─── Exercise data

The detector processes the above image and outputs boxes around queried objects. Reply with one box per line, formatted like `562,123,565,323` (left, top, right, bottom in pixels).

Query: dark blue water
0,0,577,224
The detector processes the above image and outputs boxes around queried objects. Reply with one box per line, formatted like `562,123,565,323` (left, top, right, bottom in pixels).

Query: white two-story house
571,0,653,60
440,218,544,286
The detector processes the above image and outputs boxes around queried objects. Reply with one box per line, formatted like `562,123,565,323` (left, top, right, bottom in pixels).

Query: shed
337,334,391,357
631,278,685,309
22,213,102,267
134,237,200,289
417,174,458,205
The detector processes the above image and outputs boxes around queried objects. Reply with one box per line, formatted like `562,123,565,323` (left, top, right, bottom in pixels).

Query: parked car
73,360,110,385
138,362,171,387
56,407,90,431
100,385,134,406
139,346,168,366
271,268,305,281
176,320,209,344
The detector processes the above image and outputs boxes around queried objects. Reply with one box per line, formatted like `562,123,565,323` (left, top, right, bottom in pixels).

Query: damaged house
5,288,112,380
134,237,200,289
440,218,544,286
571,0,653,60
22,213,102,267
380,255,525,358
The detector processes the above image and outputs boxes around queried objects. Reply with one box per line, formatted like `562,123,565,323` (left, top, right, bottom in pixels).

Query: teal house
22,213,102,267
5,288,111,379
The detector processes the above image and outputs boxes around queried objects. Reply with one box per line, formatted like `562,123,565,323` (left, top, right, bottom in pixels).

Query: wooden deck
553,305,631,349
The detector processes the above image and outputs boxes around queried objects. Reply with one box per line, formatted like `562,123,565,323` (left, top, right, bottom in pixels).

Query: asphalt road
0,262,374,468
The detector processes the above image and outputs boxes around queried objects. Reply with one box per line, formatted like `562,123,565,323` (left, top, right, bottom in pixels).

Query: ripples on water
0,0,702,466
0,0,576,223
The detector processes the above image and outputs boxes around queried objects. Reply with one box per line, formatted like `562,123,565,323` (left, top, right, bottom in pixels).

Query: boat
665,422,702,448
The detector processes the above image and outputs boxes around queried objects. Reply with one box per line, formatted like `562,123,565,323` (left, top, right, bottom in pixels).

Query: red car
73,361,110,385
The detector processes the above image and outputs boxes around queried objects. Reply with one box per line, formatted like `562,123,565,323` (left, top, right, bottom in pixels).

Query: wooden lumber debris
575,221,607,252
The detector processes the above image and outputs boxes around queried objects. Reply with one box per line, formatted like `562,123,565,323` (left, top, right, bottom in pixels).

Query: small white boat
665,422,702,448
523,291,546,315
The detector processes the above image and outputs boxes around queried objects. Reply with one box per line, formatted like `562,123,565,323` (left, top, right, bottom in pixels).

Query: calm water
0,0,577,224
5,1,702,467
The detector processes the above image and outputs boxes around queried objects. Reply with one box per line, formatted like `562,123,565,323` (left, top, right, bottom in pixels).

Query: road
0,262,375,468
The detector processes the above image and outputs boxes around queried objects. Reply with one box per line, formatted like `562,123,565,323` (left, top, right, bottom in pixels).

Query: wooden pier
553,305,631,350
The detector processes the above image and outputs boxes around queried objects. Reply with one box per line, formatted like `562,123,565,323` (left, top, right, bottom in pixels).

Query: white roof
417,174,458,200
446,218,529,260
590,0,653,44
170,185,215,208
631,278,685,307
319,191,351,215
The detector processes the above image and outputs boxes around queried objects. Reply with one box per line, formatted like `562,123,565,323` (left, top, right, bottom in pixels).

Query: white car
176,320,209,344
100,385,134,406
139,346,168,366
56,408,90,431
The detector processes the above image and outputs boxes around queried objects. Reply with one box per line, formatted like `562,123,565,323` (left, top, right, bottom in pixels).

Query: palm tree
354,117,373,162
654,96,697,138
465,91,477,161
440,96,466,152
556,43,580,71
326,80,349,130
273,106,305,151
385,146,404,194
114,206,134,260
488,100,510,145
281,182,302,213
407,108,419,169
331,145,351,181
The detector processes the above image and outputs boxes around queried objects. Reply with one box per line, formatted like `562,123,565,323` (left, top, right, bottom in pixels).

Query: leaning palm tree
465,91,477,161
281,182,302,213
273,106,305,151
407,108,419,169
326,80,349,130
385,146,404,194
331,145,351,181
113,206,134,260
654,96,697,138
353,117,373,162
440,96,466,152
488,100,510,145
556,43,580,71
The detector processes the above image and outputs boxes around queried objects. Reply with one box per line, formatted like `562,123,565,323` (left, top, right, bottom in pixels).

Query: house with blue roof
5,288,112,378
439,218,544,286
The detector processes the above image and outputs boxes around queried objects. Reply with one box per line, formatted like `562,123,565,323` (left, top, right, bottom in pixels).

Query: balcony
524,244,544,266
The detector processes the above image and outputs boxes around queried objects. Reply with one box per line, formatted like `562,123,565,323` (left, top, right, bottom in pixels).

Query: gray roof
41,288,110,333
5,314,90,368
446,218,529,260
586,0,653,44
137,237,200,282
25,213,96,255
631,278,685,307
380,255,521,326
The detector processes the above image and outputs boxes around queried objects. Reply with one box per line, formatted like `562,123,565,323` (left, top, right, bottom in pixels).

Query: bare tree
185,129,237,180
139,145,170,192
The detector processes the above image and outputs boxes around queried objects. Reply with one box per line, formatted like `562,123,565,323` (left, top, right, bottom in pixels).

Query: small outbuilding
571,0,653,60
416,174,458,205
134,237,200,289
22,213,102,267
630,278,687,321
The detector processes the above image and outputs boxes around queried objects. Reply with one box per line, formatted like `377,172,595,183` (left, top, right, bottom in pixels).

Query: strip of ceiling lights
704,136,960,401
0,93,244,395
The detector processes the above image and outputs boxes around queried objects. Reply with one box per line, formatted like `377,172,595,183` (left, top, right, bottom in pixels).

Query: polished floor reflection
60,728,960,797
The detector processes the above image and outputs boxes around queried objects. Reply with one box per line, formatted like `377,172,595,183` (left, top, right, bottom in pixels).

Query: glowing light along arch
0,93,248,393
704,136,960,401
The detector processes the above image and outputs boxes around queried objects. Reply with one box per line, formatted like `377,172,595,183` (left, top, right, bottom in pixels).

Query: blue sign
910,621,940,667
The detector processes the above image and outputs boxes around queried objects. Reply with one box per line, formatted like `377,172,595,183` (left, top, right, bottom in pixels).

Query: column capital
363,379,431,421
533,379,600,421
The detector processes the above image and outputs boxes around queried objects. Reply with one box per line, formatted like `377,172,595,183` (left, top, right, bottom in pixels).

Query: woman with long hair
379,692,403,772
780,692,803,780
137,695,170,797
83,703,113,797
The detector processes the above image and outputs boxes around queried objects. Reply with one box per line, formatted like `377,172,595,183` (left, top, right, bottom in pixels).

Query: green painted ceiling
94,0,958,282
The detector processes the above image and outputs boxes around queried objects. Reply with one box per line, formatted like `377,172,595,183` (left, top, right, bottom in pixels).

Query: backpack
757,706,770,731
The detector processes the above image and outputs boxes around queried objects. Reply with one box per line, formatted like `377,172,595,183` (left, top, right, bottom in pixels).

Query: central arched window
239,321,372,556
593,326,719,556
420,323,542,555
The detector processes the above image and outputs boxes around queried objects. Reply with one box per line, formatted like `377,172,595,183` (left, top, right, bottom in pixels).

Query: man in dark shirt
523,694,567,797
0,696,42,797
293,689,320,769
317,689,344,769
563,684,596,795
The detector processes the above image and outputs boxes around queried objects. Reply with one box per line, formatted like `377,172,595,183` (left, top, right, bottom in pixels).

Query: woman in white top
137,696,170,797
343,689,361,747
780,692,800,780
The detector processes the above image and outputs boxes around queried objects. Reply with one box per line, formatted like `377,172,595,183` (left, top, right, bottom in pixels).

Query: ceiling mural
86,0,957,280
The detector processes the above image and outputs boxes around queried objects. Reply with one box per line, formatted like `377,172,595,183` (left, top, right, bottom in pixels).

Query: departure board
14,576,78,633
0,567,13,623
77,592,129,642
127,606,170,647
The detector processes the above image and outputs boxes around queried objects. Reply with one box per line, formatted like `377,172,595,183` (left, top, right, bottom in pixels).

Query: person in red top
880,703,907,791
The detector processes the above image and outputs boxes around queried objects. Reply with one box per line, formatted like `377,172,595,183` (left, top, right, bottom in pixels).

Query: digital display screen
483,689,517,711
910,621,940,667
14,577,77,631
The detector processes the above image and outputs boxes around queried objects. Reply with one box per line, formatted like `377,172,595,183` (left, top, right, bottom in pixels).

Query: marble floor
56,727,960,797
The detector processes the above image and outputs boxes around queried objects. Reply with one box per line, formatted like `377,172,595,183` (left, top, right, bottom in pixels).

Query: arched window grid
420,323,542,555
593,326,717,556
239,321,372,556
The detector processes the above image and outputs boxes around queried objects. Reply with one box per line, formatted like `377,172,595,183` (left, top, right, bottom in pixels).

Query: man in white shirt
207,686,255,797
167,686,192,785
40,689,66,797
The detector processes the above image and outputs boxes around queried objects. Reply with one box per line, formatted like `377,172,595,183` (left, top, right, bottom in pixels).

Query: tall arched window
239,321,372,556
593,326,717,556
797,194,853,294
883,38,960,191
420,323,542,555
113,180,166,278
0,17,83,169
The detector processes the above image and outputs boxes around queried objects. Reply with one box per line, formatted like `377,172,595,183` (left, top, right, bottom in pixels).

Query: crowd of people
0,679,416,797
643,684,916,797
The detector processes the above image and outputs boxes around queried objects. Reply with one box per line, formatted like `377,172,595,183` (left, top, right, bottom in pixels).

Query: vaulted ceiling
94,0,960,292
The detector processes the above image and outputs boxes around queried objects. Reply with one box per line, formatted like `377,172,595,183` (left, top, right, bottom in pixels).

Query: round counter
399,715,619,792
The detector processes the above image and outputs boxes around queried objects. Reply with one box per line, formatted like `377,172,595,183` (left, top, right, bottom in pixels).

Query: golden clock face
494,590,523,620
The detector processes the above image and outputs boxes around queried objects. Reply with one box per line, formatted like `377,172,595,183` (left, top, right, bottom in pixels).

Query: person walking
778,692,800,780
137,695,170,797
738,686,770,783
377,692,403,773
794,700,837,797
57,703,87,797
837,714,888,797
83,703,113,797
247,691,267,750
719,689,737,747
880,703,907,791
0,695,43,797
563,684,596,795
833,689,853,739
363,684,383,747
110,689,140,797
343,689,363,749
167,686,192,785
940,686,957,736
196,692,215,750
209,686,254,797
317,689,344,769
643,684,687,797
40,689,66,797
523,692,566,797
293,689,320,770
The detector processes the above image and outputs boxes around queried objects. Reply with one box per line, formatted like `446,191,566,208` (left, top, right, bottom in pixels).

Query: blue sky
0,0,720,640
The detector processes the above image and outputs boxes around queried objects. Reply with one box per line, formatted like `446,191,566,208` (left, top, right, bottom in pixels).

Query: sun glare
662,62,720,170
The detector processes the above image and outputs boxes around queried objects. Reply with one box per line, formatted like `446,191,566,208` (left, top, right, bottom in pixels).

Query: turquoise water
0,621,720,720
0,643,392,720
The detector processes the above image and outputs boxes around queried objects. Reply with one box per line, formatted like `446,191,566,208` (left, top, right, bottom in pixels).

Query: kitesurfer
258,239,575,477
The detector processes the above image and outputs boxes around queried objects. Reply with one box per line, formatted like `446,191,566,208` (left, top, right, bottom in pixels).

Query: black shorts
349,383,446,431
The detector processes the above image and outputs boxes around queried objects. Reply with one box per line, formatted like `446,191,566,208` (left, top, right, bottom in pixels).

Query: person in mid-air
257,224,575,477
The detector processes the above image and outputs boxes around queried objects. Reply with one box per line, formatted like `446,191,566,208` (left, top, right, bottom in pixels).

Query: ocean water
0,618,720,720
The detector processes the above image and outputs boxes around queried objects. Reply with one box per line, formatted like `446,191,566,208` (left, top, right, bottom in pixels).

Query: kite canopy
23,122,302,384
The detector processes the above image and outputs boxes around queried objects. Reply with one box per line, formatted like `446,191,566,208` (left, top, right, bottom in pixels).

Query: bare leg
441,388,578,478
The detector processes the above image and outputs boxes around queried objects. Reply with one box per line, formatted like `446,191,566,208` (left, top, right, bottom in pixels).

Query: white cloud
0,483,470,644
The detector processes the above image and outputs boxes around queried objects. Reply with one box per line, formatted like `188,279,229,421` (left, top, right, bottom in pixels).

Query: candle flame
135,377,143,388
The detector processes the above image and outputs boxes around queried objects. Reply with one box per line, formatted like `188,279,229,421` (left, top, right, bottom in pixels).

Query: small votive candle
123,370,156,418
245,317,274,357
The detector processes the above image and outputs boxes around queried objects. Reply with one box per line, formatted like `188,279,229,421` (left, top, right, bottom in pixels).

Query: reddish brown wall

──────

[Requirements]:
Write out again everything from the first of the lines above down to the line containing "5,288,111,379", both ends included, reproducing each line without any change.

[In response]:
The detector processes the above image and outputs boxes around queried objects. Reply with one box per line, formatted like `562,123,565,323` (left, top, right, bottom in pixels).

Query: dark blue water
0,0,577,224
The detector processes the above image and outputs boxes around queried objects. Reply with one box per line, formatted like `562,123,565,323` (left, top, right, bottom in pixels).

Query: white two-story house
571,0,653,60
440,218,544,286
The detector processes the above image and outputs boxes around queried objects. Reply with one box per line, formatted like `562,123,565,323` (left, top, right, bottom in pixels).

Query: shed
337,334,391,357
631,278,685,309
22,213,102,267
134,237,200,289
417,174,458,205
The detector processes the above image and outputs boxes around queried objects. Reply with one box per line, formatted like `562,123,565,323` (left, top, right, bottom in pixels).

Query: parked car
73,360,110,385
138,362,171,387
56,407,90,431
100,385,134,406
139,346,168,366
271,268,305,281
176,320,209,344
The detector processes the above image and outputs boxes around queried objects. Reply with one box per line, formatted like `562,123,565,323` (left, top, right, bottom in pixels).

Query: damaged house
5,288,112,380
134,237,200,289
440,218,544,286
571,0,653,60
22,213,102,267
380,255,525,358
The detector processes the above image and outputs boxes around queried objects. Reply with one box per line, formatted like `562,123,565,323` (left, top, right, bottom in pixels).

Query: teal house
22,213,102,267
5,288,111,379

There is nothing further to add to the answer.